* _Problem details_
Copy the records exactly. Every line must match.

Records contained in a dataset
################

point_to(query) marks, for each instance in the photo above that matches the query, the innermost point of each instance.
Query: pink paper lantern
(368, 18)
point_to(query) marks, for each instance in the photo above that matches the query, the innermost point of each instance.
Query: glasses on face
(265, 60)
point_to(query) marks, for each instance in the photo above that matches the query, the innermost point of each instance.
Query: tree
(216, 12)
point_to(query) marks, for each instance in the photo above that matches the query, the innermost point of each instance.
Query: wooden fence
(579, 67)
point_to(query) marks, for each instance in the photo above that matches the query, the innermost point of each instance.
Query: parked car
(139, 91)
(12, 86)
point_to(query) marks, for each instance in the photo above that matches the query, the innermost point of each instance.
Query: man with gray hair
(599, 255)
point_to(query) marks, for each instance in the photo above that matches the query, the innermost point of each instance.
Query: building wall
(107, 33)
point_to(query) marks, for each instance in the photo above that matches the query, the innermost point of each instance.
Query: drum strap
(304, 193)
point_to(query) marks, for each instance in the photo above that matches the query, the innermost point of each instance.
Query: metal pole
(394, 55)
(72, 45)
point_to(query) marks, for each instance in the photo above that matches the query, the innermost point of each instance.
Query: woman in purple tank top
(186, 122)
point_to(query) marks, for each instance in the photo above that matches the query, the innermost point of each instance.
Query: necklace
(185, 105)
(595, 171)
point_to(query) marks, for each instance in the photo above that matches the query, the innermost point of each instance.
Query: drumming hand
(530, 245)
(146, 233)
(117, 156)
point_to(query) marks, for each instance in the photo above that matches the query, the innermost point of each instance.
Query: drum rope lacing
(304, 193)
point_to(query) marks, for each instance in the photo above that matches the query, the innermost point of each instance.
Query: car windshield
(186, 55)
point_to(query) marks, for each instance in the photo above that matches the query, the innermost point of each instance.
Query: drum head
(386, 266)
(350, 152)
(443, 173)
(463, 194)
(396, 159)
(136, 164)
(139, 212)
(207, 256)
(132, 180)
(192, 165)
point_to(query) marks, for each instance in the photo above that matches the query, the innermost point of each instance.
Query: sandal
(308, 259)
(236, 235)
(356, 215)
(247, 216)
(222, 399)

################

* _Output below_
point_to(query) marks, for each instance in the photo above that matches the query, the innermost point of each instance.
Query: pink paper lantern
(368, 18)
point_to(query) marks, for each instance in the photo above that matches the query, the innermost point of each instance.
Query: glasses on face
(265, 60)
point_to(query) marks, for each instance in the photo above that matches the query, the innermost point of each instance.
Query: tree
(216, 12)
point_to(query) marks, for each instance in the photo above that matches the query, the innermost point of each instance.
Query: wooden fence
(579, 67)
point_to(query) marks, for each instance in the photo above that matches the query, the innermost point of each instance.
Query: parked car
(139, 91)
(12, 86)
point_to(query) marks, for each instance in the photo above that matches the query, the innermost point of each instance.
Query: man with gray hair
(599, 255)
point_to(query) marks, for each instance in the photo above that matches the query, the innermost point of each instance.
Query: building wall
(107, 33)
point_to(query) marks, for each instance in the photo above that matches the query, the innermost point of each instance.
Query: drum strap
(304, 193)
point_to(query) marks, for each instance in the photo above that matches the query, the innermost point of each instance.
Query: metal pole
(394, 55)
(72, 45)
point_to(query) marks, for each instance in the photo above that matches the query, the innermost point of each instance.
Query: woman in purple tank top
(186, 122)
point_to(query) marks, for each instance in the photo above that matches the query, the innermost point of each instance.
Query: necklace
(185, 105)
(595, 171)
point_to(query) marks, for each instance in the photo above that matches the query, the innermost point of each instance.
Query: drumming hand
(530, 245)
(146, 233)
(117, 156)
point_to(query) marks, for each instance in the photo above that matches the query, the innermost point of each instance.
Query: drum rope lacing
(304, 193)
point_to(query) marks, for each instance in the photo above that matches the query, the innermost point of each instance.
Query: car windshield
(186, 55)
point_to(query) marks, for each instance in the photo above that matches the query, the innermost point of each instance.
Query: drum head
(386, 266)
(350, 152)
(443, 173)
(463, 194)
(396, 159)
(136, 164)
(139, 212)
(207, 256)
(132, 180)
(192, 165)
point_to(query) marks, for each instance in the photo above that matches the query, the innermost point of each instance.
Query: sandal
(308, 259)
(236, 235)
(356, 215)
(247, 216)
(222, 399)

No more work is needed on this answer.